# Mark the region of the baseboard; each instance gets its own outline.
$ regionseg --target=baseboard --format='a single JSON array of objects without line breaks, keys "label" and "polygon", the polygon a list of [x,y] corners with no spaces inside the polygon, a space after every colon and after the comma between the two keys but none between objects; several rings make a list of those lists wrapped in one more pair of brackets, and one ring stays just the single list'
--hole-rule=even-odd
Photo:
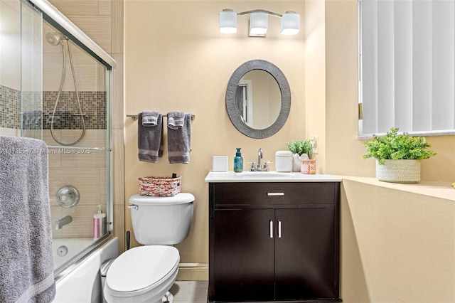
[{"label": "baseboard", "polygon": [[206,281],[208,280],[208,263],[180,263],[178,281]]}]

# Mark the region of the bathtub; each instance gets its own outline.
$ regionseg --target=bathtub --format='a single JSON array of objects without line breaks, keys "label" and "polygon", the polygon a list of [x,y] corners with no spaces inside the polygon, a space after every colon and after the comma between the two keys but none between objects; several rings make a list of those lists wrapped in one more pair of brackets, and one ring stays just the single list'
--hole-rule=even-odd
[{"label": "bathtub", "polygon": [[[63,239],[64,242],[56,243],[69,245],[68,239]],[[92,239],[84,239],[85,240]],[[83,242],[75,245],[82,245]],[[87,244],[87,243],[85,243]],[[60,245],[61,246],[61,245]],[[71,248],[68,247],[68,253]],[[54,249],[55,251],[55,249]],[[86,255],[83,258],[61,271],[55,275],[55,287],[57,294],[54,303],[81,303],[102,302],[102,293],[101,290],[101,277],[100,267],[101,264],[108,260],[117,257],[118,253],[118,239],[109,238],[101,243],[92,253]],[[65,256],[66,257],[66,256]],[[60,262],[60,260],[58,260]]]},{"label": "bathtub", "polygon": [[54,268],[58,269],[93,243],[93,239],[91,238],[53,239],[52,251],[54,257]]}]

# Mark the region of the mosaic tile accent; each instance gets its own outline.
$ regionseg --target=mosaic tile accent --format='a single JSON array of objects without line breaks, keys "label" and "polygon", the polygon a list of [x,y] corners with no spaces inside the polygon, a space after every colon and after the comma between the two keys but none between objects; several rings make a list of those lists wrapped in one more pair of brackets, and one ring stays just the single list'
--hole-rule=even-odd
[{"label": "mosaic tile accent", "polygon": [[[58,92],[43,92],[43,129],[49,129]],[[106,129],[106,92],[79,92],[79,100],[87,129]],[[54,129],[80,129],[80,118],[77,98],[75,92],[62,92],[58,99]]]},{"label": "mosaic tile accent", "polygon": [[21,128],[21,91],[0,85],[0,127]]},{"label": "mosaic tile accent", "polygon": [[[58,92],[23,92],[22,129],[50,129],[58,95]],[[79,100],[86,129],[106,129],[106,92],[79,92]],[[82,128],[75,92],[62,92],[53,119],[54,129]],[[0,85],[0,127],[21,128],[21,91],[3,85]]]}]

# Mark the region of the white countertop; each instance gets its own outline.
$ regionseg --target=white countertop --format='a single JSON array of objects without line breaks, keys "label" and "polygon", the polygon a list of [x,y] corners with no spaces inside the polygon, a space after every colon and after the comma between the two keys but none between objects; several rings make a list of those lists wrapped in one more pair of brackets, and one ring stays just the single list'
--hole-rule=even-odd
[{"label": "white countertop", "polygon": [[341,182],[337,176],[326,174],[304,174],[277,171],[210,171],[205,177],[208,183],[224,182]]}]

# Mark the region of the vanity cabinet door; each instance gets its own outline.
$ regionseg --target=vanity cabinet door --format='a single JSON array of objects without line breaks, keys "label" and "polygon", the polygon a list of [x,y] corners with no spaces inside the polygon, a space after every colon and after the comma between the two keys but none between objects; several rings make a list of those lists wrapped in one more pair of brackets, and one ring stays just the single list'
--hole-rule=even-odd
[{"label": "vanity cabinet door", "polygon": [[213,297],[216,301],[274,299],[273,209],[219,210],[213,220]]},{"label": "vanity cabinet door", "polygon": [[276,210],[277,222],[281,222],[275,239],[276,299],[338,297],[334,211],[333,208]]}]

● ● ● ● ●

> [Prompt]:
Please format all of the data above as a numbered list with blank lines left out. Leave the pictures out of your answer.

> [The output]:
1. # Mark the region of the baseboard; each instance gets its own outline.
2. $ regionseg --target=baseboard --format='a single JSON array of objects without line breaks, keys "label" and "polygon", the polygon a list of [x,y] corners with no spaces inside the polygon, a space after every colon and after the comma between the two keys but none between objects; several rings make a list of those lists wrapped in one more pair of brackets, and one ring stays just the single list'
3. --hole-rule=even-odd
4. Photo:
5. [{"label": "baseboard", "polygon": [[206,281],[208,280],[208,263],[180,263],[178,281]]}]
6. # Mark the region of the bathtub; each instance gets its own outline.
7. $ regionseg --target=bathtub --format='a single JSON array of objects without line breaks, keys "label" and "polygon", the polygon a list of [x,y] corners with no spaces inside the polygon, a space after every colon and after the comma between the two keys but none between objects; several rings make a list of those lists wrapped in one more pair of brackets, and one ring stays just the single list'
8. --hole-rule=even-odd
9. [{"label": "bathtub", "polygon": [[[63,239],[64,242],[56,243],[69,245],[68,239]],[[92,239],[84,239],[85,240]],[[83,242],[75,245],[82,245]],[[87,244],[87,243],[85,243]],[[60,245],[61,246],[61,245]],[[71,248],[68,247],[68,253]],[[54,249],[55,251],[55,249]],[[86,255],[83,258],[61,271],[55,275],[55,287],[57,294],[54,303],[81,303],[102,302],[102,293],[101,290],[101,277],[100,267],[101,264],[108,260],[117,257],[118,253],[118,239],[109,238],[101,243],[92,253]],[[65,256],[66,257],[66,256]],[[60,262],[60,260],[58,260]]]},{"label": "bathtub", "polygon": [[54,268],[58,269],[93,243],[93,239],[91,238],[53,239],[52,251],[54,257]]}]
10. # Mark the region of the mosaic tile accent; each instance gets its own outline.
11. $ regionseg --target=mosaic tile accent --format='a single JSON array of objects without line breaks, keys "label" and "polygon", the polygon a list of [x,y] corners with no spaces inside the polygon, a space after every colon and after the comma between the two keys but none between objects; several rings make a list of those lists wrapped in one more pair of brackets, and one ring stays just the single list'
12. --hole-rule=even-odd
13. [{"label": "mosaic tile accent", "polygon": [[[58,92],[43,92],[43,129],[49,129]],[[106,129],[106,92],[79,92],[79,100],[87,129]],[[54,129],[80,129],[80,118],[77,98],[75,92],[62,92],[58,99]]]},{"label": "mosaic tile accent", "polygon": [[21,128],[21,91],[0,85],[0,127]]},{"label": "mosaic tile accent", "polygon": [[[58,92],[23,92],[22,129],[50,129],[58,95]],[[79,100],[86,129],[106,129],[106,92],[79,92]],[[82,128],[75,92],[62,92],[53,119],[54,129]],[[0,85],[0,127],[21,128],[21,91],[3,85]]]}]
14. # Mark the region of the white countertop; each instance gets its own outline.
15. $ regionseg --target=white countertop --format='a single JSON array of objects without line breaks, keys "label" and "polygon", the polygon a list of [x,y] corners with no spaces inside the polygon, a space after every colon and after the comma between the two keys but none between objects; several rings make a list of those lists wrapped in one more pair of brackets, and one ring stays just the single list'
16. --hole-rule=even-odd
17. [{"label": "white countertop", "polygon": [[341,182],[337,176],[326,174],[304,174],[277,171],[210,171],[205,177],[208,183],[224,182]]}]
18. # Mark the region of the vanity cabinet door; each instance gets its own outline.
19. $ regionseg --target=vanity cabinet door --format='a single JSON array of objects without line breaks, keys "label" and "polygon", the polygon a list of [x,y] corners with no spaces inside the polygon, a space after every colon and after the comma between the two keys but none between objects; several rings make a list of those lists wrapped in one more pair of brackets, and one ring stays just the single list'
20. --hole-rule=even-odd
21. [{"label": "vanity cabinet door", "polygon": [[213,297],[216,301],[274,299],[273,209],[219,210],[213,220]]},{"label": "vanity cabinet door", "polygon": [[276,210],[277,222],[281,222],[275,239],[276,299],[338,297],[334,211],[333,208]]}]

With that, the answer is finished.